Objazd prezesa
Kaczyński ruszył w Polskę, reporter „Polityki” pojechał za nim. Co usłyszał?
Wyruszyłem w trasę za Kaczyńskim przekonać się, jak prezes PiS „bezpośrednio dociera do społeczeństwa”. Wiem, że wbrew temu, co zarzucają mu polityczni oponenci, potrafi to całkiem nieźle – widziałem go na trasie kampanii w ostatnich wyborach: nie bał się wchodzić w tłum, obściskiwać dzieci, kibicować strażakom podczas zawodów i czarować gospodyń z KGW.
Trwająca trasa nie przypomina jednak w niczym kampanijnych pikników, które u mieszkańców wizytowanych wiosek wzbudzały szczery entuzjazm. Teraz rzędy siedzeń w teatrach, filharmoniach, hotelowych salach konferencyjnych zajmowane są najczęściej przez członków PiS, gminnych radnych i ich rodziny, działaczy partyjnej młodzieżówki. Pytania można prezesowi zadać, ale wpisując je najpierw na kartce, którą trzeba przekazać organizatorom.
Kiedy PiS szedł do wyborów parlamentarnych w 2019 r., czuł się na tyle pewnie, że organizował pikniki, na których politycy pozwalali sobie na luz – więcej tam było kiełbasek i ciast niż twardej politycznej retoryki. Po formule obecnego objazdu nie widać nic z tamtej swobody i pewności. Nie ma też mowy o żadnym realnym dialogu z mieszkańcami. Kaczyński mówi, mieszkańcy (a częściej partyjny aparat) słuchają i klaszczą. Po przemówieniu prezes szybko znika za sceną. Spotkania dla swoich z dialogami rozpisanymi na kartkach to nie kampania – to trening sprawności politycznej drużyny PiS.
Trzy przeszkody: pandemia, wojna, inflacja
Kiedy Kaczyński jechał na spotkanie do hotelu Chopin w Sochaczewie, stałem w kolejce z mieszkańcami, którzy chcieli wejść na salę. Przy zamkniętej bramie było ich kilkunastu – cała reszta wchodziła po tym, jak działacze sprawdzili, czy są na liście gości. Jak można było trafić na listę? Ci, co wchodzą, nie chcą powiedzieć, ale zagadując ludzi już w środku, pod kryształowymi żyrandolami, dowiaduję się, że to członkowie partii, asystenci polityków, pracownicy urzędów miasta i okolicznych gmin.

WYŚWIETLONE INFORMACJE:
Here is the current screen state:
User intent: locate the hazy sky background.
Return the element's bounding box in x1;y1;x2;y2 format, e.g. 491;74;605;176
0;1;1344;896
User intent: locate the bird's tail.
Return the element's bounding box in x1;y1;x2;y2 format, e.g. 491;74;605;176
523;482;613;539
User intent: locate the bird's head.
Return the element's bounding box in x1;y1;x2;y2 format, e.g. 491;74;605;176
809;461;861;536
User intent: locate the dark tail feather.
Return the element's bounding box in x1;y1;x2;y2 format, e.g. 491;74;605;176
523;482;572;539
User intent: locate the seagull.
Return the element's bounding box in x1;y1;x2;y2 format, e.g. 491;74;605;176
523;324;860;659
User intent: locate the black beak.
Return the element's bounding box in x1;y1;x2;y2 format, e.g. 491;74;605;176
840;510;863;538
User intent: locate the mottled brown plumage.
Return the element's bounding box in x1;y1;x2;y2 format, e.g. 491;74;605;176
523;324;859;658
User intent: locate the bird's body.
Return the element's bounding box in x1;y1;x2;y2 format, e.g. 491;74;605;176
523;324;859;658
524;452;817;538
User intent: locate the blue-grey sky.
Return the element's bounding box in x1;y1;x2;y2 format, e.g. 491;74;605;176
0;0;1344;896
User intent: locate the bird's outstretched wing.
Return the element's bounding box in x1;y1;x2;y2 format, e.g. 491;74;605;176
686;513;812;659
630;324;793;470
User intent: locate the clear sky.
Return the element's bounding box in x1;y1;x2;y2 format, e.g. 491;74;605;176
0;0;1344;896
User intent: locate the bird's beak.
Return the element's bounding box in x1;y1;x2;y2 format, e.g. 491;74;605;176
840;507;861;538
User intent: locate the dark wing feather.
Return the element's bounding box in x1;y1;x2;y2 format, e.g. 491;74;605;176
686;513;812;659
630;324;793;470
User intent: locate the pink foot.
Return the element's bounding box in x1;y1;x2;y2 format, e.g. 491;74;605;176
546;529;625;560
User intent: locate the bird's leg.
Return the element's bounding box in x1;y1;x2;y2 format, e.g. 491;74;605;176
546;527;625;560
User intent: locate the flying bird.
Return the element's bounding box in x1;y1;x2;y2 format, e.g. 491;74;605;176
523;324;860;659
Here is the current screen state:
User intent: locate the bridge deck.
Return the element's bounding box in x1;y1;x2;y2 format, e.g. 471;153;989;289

ZADANIE:
Jak według przytoczonego fragmentu można zadać pytanie prezesowi podczas obecnej trasy? Rekordy nie mają tu żadnego znaczenia.

TWOJA ODPOWIEDŹ:
Trzeba je najpierw wpisać na kartce i przekazać organizatorom.